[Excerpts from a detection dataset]
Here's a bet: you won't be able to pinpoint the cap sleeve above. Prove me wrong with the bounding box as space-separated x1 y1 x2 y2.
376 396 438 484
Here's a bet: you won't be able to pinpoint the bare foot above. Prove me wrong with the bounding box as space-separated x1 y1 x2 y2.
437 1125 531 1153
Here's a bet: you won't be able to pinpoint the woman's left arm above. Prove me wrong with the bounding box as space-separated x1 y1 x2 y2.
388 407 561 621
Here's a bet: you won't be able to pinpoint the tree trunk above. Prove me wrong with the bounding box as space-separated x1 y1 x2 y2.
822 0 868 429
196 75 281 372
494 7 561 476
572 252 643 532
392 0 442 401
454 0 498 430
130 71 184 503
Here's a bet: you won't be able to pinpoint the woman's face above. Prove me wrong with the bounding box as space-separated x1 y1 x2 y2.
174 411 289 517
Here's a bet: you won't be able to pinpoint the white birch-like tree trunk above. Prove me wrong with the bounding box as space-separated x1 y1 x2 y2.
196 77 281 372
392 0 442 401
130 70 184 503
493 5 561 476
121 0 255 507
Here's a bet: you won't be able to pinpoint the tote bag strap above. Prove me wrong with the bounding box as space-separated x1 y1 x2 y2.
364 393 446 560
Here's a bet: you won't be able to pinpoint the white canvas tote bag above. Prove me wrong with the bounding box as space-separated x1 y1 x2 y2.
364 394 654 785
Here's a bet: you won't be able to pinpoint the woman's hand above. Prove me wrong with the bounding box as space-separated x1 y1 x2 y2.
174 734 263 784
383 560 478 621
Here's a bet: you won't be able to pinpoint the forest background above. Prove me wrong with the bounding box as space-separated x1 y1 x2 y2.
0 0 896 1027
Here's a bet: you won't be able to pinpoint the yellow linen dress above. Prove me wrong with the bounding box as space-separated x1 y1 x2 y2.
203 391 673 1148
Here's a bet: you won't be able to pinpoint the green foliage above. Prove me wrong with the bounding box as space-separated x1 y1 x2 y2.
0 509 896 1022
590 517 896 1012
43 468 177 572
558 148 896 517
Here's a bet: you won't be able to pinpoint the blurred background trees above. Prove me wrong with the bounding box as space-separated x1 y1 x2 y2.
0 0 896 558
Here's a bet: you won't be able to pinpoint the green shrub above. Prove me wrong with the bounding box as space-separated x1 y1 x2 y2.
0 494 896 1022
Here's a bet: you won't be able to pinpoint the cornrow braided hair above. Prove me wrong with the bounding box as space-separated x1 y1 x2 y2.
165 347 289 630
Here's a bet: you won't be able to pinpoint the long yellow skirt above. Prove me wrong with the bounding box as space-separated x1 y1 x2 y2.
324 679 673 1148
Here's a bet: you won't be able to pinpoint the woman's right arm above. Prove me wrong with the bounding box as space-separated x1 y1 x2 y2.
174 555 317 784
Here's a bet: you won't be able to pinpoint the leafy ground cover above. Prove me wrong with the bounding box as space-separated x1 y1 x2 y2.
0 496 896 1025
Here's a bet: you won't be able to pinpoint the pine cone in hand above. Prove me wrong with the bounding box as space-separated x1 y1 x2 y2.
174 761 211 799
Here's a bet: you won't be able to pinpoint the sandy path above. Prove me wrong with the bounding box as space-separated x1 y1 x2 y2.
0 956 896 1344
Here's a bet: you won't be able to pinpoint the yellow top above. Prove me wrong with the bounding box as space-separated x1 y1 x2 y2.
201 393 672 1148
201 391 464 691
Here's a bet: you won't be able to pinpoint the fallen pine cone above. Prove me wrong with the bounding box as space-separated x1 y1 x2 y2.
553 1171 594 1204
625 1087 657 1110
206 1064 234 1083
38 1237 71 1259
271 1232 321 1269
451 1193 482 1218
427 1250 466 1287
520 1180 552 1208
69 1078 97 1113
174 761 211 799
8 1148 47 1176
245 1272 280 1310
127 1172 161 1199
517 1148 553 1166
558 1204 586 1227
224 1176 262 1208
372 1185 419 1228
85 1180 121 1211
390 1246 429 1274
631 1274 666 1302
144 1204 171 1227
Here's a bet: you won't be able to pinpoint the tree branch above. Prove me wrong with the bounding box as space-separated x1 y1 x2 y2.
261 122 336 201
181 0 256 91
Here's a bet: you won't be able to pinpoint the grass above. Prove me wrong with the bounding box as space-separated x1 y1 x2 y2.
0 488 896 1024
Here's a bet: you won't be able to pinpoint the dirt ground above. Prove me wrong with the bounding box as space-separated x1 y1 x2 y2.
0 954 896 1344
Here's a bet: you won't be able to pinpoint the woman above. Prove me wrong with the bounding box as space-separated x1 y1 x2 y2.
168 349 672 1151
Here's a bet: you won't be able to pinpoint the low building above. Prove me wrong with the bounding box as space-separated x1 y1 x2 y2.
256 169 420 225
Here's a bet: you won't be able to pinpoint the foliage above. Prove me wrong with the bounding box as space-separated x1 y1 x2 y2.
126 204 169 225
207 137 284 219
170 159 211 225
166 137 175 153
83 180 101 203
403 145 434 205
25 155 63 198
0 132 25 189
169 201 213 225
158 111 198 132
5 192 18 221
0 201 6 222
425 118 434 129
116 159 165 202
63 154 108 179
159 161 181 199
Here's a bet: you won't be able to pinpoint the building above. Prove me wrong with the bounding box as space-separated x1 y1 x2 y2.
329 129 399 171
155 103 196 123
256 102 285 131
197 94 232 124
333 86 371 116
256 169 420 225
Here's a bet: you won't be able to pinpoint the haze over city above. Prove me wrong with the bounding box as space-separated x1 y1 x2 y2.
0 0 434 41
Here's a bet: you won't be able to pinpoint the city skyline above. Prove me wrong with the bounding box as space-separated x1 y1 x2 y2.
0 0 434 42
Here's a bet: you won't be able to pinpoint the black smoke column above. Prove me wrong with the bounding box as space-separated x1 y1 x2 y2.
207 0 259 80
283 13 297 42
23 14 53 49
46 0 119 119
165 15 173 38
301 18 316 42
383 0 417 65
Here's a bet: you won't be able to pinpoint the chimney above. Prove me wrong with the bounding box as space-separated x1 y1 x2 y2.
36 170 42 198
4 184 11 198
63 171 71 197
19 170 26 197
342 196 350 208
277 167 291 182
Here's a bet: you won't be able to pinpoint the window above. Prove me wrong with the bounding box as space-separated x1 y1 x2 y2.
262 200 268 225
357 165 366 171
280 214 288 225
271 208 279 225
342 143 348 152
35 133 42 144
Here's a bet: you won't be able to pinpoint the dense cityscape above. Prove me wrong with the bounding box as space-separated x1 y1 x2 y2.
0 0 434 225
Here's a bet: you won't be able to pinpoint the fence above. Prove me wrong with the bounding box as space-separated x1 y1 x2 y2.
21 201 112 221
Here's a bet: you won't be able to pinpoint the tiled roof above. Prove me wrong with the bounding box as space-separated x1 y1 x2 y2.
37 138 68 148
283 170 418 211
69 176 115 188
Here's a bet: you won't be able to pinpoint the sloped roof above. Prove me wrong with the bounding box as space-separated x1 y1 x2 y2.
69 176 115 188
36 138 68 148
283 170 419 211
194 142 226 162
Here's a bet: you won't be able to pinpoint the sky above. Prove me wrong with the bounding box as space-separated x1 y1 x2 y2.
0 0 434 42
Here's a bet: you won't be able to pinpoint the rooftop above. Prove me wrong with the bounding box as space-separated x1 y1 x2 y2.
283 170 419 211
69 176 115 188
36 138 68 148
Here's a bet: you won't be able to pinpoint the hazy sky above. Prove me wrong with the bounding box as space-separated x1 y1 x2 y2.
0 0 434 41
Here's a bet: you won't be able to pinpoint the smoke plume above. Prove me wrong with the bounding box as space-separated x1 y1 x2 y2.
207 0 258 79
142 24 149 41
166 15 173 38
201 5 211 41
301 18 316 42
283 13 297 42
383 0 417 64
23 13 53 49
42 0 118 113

Exercise description
Rewrite all the records with every "bounding box" changed to "enclosing rectangle", leaving everything else the same.

Solution to the problem
Here's a bet: you won't be able to pinpoint the cap sleeve above. Prove me wrong with the enclosing rectangle as space-separated x1 y1 x2 y2.
376 396 438 484
Here's a bet: you won't be able to pinpoint the bare foot above. Prove me wrong with the enclosing rectangle as space-separated x1 y1 x2 y2.
437 1125 531 1153
Here's a bet: you won't be able to pinpoint the woman's left arm above. Prove me wrong with the enclosing rectangle as space-separated x1 y1 x2 y2.
388 407 561 621
Here's a bet: you won't be able to pinpoint the tree trunk above. Prove me wrong with the enclosing rectangle as space-separated x1 y1 x2 y2.
822 0 868 429
196 75 281 372
494 7 561 476
572 252 643 532
392 0 442 401
454 0 498 430
130 71 184 503
Here's a bet: you won't be able to pinpoint the woman's face above. Prove me wrong with the enclosing rectangle as space-separated x1 y1 x2 y2.
174 411 289 517
Here's a bet: you won't be able to pinpoint the white birch-like tree trunk above. Prove me wrong with the enclosing rectangle as space-separated x1 y1 x2 y2.
196 77 281 372
392 0 442 401
130 70 184 503
493 5 561 476
121 0 255 507
Here's a bet: you won't be able to pinpoint the tote bag strap above. Prove me wrong with the enclosing rectangle as space-separated x1 y1 x2 y2.
364 393 446 560
Here's a bet: you won't be able to pinpoint the white canvas tote bag above. Prove me wrong with the enclosing rectangle as space-separated x1 y1 x2 y2.
364 394 654 785
Here's a bet: you won't be able to pinpoint the woman's hand above. Prove me wrong with the enclosing rectangle as space-separated x1 y1 x2 y2.
174 734 263 784
383 560 478 621
Here's a bet: you won't be able to pinpoint the forest background above. Prove me wrong with the enclosing rectangle as space-separated x1 y1 x2 y2.
0 0 896 1027
Here's a bet: you won't be able to pinpoint the yellow linen dress above. Prove me wrong with the enclosing rectangle as space-separated x1 y1 x2 y2.
203 391 673 1148
Here's a bet: you won't be able to pinpoint the green foliage above. Prove me wrong with the enclosing rectangle as space-separated x1 y1 x2 y2.
0 509 896 1022
590 517 896 1012
43 468 177 572
558 148 896 517
Here's a bet: you won't be able to pinpoint the blurred background trees above. Prove me wrong with the enclosing rectangle as space-separated x1 y1 x2 y2.
0 0 896 558
Here's a bet: you won't be able to pinpoint the green shrub above. Prove me wrong with the enclosing rectangle as space-separated x1 y1 x2 y2.
0 494 896 1022
Here's a bet: you won't be able to pinpoint the cornrow braided hair above. Prove me wrong with the enclosing rectangle as space-separated x1 y1 x2 y2.
165 347 289 630
Here's a bet: you won't be able to pinpoint the long yellow skirt above. Prove me wrong with the enclosing rectangle as space-separated x1 y1 x2 y2.
324 679 673 1148
Here's a bet: you won't be able to pinpoint the woman's right arm above. Prove me wrong with the enclosing rectangle as space-separated x1 y1 x2 y2.
174 555 317 784
Here's a bet: you won't be able to pinpoint the leafy ground cover above. Prove me wrong with the enclosing rectangle as space-separated x1 y1 x2 y2.
0 496 896 1025
Here's a bet: you won't be able to pinpoint the pine cone in hand above. Prove me wrong with the enclosing rectangle as space-separated x1 y1 x2 y2.
174 761 211 799
Here's a bet: you won't be able to pinpoint the sandy path above. Prove me wrong with the enclosing rectangle as space-separated x1 y1 x2 y2.
0 956 896 1344
Here's a bet: you won't be able to pinpoint the yellow top above. Prove me wrong with the enclosing rectangle as space-separated x1 y1 x2 y2.
201 393 672 1148
201 391 464 691
Here's a bet: you won't be able to pinpoint the fallen pine cone above. Prove me wrong with the enclosing rectangle as space-separated x1 y1 x2 y2.
553 1171 594 1204
625 1087 657 1110
206 1064 234 1083
38 1237 71 1259
271 1232 321 1269
451 1193 482 1218
427 1250 466 1287
520 1180 552 1208
69 1078 97 1113
174 761 211 799
8 1148 47 1176
245 1272 280 1310
127 1172 161 1199
517 1148 553 1166
558 1204 586 1227
224 1176 262 1208
372 1185 419 1228
85 1180 121 1211
390 1246 429 1274
631 1274 666 1302
144 1204 171 1227
Here's a bet: you won't be able to pinpoint the tree branch above. Prove me wrong with the enclosing rectangle as space-separated x1 y1 x2 y2.
261 122 336 201
181 0 256 91
Here's a bet: you won't be able to pinpoint the grass above. Prove me wrong with the enclosing rectangle as space-separated x1 y1 x2 y2.
0 488 896 1024
Here's a bet: you won't be able to pinpoint the dirt ground above. Prove me wrong with the enclosing rectangle as space-separated x1 y1 x2 y2.
0 954 896 1344
Here's a bet: you won't be able to pinpoint the woman above. Prove me wrong with the enclosing rectangle as space-separated x1 y1 x2 y2.
168 349 672 1151
Here's a bet: you won't be able to pinpoint the low building above. Prove me wrong with the enclosing rectangle as space-separated x1 y1 x2 y2.
256 169 420 225
Here's a bet: you won't be able to pinpoint the foliage above. Prove me wrong with the enclosing rectangle as space-separated x1 y1 x2 y2.
126 204 169 225
207 137 284 219
170 159 211 225
166 137 175 153
83 180 101 203
403 145 434 205
25 155 63 198
0 132 25 189
169 201 213 225
158 111 198 132
5 192 18 221
0 201 6 222
425 118 434 129
116 159 165 202
63 154 108 179
159 161 181 199
Here's a bet: you won't be able to pinpoint the building above. Prove me wrong with the enclosing rectangle as space-separated x1 y1 x2 y2.
329 129 399 171
155 103 196 123
256 102 285 131
197 94 232 124
333 86 371 116
256 169 420 225
Here's a bet: you won't be able to pinpoint the haze over city above. Prove me wrong with the enclosing rectangle as space-separated x1 y1 x2 y2.
0 0 434 41
Here's a bet: you won't be able to pinpoint the city skyline above. Prove me wrong with the enclosing rectangle as space-separated x1 y1 x2 y2.
0 0 434 42
Here's a bet: you won't be able to pinpoint the black smoke column above. Prove me wrong with the enclosing rectangle as space-separated x1 y1 x2 y2.
207 0 259 80
283 13 297 42
23 14 53 49
46 0 119 119
165 15 173 38
301 18 316 42
383 0 417 65
Here's a bet: you won't be able to pinpoint the chimney above. Prove me wrong with the enclosing rectangle as space-separated x1 y1 x2 y2.
36 170 42 198
4 184 11 198
63 171 71 197
19 170 26 197
342 196 350 208
277 167 291 182
Here's a bet: you won't be able to pinpoint the window above. Prove me wrong with the enclosing rectangle as space-separated x1 y1 x2 y2.
262 200 268 225
357 165 366 171
280 214 288 225
271 208 279 225
342 143 348 152
35 133 42 144
Here's a bet: you won't be able to pinpoint the dense cityscape above. Prove me wrong with the enclosing rectangle as space-separated x1 y1 x2 y2.
0 0 434 225
Here's a bet: you won't be able to pinpoint the fence above. Prove me wrong with the enclosing rectangle as space-separated x1 y1 x2 y2.
21 201 112 221
Here's a bet: you won't be able to pinpoint the tiled roof above. Prove me wrong with the enclosing rectangle as space-separated x1 y1 x2 y2.
37 138 68 148
283 170 418 211
69 176 115 188
Here's a bet: you won't be able to pinpoint the sloped roof above. Prove me wrong with the enclosing rectangle as space-separated x1 y1 x2 y2.
69 176 115 188
36 138 68 148
283 170 419 211
194 142 226 162
Here's a bet: you won't be able to pinpoint the sky above. Prove me wrong with the enclosing rectangle as space-separated x1 y1 x2 y2.
0 0 434 42
Here's a bet: you won't be able to pinpoint the rooftop above. Prove me wrong with the enclosing rectangle as space-separated x1 y1 x2 y2.
283 170 419 211
69 176 115 188
36 138 68 148
Here's a bet: you won't be able to pinpoint the hazy sky above. Prove me wrong with the enclosing rectangle as space-separated x1 y1 x2 y2.
0 0 434 41
Here's a bet: you won't be able to pinpoint the smoke plume above. Prove me wrong with the enclosing rectangle as space-separated x1 y1 x2 y2.
207 0 258 79
142 24 149 41
166 15 173 38
201 5 211 41
301 18 316 42
283 13 297 42
383 0 417 64
23 13 53 49
42 0 118 113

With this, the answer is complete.